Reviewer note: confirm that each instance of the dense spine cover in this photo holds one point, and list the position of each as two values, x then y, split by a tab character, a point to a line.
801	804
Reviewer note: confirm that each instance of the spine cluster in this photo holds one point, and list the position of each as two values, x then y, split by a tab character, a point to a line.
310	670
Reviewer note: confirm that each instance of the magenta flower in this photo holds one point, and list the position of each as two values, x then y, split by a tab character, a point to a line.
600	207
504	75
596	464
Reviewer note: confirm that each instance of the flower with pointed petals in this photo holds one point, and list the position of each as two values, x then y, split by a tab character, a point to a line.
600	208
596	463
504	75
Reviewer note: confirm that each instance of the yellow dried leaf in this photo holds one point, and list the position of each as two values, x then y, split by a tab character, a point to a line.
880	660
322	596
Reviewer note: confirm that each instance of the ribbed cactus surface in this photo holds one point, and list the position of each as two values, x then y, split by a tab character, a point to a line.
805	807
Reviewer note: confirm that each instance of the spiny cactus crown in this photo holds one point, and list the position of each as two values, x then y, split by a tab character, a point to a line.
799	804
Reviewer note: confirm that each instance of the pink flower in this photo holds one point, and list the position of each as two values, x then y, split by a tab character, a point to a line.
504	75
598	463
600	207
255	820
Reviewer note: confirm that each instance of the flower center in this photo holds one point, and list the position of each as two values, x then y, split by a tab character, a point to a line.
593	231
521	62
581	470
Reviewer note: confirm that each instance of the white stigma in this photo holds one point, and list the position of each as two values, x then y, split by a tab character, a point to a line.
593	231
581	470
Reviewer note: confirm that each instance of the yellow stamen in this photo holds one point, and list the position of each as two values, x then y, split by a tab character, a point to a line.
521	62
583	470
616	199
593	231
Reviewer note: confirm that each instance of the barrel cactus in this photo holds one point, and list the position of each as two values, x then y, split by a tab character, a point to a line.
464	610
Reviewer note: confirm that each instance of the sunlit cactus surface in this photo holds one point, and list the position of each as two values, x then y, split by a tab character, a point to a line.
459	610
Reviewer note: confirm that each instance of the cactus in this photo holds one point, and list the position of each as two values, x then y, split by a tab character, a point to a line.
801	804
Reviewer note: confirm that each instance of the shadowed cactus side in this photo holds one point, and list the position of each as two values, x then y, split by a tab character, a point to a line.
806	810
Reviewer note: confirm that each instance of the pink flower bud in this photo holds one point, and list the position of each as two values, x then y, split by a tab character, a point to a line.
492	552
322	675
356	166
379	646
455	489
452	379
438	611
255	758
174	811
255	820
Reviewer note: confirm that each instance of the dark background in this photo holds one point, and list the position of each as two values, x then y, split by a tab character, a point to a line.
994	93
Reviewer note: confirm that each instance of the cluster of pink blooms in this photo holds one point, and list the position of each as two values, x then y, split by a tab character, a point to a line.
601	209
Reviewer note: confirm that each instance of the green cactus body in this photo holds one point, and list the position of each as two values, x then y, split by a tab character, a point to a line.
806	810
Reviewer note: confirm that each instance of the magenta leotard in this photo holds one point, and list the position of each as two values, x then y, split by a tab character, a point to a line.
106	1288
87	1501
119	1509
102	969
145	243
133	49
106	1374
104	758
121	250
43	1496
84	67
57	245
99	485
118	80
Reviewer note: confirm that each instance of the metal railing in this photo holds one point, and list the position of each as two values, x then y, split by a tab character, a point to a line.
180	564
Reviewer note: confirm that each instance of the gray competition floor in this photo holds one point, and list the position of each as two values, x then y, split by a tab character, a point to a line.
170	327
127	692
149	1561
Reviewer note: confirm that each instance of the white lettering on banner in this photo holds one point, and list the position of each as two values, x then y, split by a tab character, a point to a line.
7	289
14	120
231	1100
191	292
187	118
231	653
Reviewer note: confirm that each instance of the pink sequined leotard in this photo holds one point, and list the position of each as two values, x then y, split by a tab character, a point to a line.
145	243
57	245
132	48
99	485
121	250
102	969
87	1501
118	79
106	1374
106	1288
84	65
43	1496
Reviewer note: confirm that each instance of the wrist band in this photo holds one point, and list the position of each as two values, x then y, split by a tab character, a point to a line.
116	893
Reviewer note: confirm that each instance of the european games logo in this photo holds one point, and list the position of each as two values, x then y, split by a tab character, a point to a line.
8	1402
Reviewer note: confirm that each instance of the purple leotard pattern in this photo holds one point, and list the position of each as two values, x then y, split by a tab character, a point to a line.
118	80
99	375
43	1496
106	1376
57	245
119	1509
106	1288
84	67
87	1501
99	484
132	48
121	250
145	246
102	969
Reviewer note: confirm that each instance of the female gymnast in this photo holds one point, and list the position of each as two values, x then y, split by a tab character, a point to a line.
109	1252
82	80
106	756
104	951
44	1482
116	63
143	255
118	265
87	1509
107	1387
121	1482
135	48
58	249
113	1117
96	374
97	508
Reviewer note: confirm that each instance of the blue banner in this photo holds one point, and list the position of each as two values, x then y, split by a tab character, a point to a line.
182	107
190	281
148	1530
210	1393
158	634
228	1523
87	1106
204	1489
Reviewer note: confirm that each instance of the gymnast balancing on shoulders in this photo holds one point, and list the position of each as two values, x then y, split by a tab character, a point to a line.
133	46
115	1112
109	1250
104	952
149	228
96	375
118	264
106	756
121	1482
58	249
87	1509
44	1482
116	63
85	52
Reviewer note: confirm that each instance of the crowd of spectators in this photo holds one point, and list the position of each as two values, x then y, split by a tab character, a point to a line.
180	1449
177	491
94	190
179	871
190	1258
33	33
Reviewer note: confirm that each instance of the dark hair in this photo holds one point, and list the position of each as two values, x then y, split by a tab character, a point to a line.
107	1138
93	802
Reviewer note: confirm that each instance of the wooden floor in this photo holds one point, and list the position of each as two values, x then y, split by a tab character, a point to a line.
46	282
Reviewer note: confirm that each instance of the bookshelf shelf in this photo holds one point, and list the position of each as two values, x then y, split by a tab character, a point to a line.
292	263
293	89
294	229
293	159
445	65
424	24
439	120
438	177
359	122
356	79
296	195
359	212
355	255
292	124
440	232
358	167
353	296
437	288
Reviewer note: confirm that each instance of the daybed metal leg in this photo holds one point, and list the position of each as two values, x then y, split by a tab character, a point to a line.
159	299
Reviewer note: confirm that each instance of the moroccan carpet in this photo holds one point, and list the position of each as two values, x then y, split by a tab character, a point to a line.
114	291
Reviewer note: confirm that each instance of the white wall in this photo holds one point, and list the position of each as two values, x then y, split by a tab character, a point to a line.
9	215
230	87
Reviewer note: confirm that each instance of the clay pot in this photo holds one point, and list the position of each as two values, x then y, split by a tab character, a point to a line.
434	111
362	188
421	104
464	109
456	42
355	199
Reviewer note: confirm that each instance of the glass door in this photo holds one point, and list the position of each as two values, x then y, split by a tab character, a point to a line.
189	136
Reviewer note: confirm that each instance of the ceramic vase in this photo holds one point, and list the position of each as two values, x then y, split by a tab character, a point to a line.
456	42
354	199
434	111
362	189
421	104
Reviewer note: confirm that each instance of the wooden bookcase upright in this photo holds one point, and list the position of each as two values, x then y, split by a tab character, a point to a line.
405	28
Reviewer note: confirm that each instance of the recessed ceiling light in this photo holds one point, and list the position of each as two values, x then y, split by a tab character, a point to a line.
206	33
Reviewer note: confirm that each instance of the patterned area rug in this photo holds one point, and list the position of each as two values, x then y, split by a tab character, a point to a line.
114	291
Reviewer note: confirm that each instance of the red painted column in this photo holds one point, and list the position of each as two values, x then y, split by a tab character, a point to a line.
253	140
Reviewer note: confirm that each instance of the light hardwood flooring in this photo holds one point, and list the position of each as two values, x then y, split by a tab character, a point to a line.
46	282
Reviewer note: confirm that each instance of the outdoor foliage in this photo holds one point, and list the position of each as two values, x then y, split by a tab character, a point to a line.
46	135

---

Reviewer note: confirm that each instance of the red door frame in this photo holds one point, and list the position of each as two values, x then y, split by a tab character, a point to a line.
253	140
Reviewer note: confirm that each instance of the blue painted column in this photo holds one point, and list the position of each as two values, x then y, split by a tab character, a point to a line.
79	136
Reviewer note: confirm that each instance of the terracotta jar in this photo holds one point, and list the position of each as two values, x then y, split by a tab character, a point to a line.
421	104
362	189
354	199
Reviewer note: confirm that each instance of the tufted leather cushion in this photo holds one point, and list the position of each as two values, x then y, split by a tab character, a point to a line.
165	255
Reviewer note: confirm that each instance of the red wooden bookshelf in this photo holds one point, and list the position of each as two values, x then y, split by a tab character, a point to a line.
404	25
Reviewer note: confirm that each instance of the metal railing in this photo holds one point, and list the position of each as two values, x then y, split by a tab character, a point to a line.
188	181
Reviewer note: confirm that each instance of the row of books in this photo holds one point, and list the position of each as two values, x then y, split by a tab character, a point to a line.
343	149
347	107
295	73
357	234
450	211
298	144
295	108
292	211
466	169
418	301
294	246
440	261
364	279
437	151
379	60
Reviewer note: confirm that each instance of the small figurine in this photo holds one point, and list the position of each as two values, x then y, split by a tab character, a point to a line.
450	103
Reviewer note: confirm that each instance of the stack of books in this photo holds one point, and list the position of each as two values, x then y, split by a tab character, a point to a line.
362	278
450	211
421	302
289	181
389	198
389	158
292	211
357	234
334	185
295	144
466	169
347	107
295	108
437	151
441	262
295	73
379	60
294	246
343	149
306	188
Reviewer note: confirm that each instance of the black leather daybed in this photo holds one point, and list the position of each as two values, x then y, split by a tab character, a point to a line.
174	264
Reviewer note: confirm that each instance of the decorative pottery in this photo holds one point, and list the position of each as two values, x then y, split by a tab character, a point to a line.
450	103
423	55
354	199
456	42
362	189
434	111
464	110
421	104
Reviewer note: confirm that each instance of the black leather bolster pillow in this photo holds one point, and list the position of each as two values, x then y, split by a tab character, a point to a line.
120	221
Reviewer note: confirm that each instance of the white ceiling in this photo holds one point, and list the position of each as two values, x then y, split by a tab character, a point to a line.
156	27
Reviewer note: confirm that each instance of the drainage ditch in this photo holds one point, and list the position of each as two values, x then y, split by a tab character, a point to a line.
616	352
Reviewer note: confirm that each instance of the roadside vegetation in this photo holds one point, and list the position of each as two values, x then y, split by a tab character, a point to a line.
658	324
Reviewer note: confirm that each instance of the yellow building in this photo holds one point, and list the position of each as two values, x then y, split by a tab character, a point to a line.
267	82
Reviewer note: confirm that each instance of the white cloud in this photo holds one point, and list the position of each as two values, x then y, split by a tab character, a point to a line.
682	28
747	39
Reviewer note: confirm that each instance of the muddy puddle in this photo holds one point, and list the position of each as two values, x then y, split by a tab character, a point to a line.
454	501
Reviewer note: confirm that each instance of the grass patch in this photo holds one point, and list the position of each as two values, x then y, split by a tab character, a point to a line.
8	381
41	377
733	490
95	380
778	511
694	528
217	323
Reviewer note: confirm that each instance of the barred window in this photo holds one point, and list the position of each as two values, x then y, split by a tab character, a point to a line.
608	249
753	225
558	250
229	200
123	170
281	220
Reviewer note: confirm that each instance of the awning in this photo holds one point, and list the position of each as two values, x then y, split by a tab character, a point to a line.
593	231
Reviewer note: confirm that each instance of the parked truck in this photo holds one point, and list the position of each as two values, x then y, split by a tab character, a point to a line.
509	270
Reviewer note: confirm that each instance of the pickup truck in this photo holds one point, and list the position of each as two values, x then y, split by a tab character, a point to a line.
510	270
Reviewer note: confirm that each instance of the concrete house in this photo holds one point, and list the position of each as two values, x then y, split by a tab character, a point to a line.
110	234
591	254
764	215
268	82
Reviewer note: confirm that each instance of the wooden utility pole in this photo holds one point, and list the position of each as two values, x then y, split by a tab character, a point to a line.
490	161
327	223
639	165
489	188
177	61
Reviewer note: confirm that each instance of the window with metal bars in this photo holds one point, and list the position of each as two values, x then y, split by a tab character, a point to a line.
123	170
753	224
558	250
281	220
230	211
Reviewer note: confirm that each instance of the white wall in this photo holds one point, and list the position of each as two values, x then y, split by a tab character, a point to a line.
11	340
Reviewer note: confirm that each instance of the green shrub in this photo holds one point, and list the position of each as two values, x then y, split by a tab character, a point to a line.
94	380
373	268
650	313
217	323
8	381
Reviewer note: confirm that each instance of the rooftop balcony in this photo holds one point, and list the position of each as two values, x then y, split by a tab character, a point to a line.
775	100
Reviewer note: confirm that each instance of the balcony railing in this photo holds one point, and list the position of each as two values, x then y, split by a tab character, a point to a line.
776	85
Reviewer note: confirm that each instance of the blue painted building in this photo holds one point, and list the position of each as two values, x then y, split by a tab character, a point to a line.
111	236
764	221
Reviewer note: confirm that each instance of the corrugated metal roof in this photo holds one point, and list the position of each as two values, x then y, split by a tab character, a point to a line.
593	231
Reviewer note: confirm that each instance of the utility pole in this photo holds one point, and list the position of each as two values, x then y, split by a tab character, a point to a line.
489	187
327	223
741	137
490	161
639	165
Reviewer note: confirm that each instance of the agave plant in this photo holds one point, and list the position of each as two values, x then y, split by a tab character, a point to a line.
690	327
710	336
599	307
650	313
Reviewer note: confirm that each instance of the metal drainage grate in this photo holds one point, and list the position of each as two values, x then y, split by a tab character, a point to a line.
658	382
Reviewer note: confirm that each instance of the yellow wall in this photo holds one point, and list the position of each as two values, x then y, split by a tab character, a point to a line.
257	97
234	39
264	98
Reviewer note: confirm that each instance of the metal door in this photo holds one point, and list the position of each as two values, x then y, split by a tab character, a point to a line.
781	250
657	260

> [WHAT YOU ARE ASKED TO DO] Collect every line in the items above that contains the word "drainage".

> [OUTPUT BELOW]
Reviewer note: confirm that each instance of the drainage ditch in this photo holds one point, and list the position of each as two values, x then y, split by a tab character, a point to a line.
Reviewer note: confirm that each instance of the metal drainage grate in this photo holds one point, and list the position of each as two values, x then y, split by a tab character, a point to a line.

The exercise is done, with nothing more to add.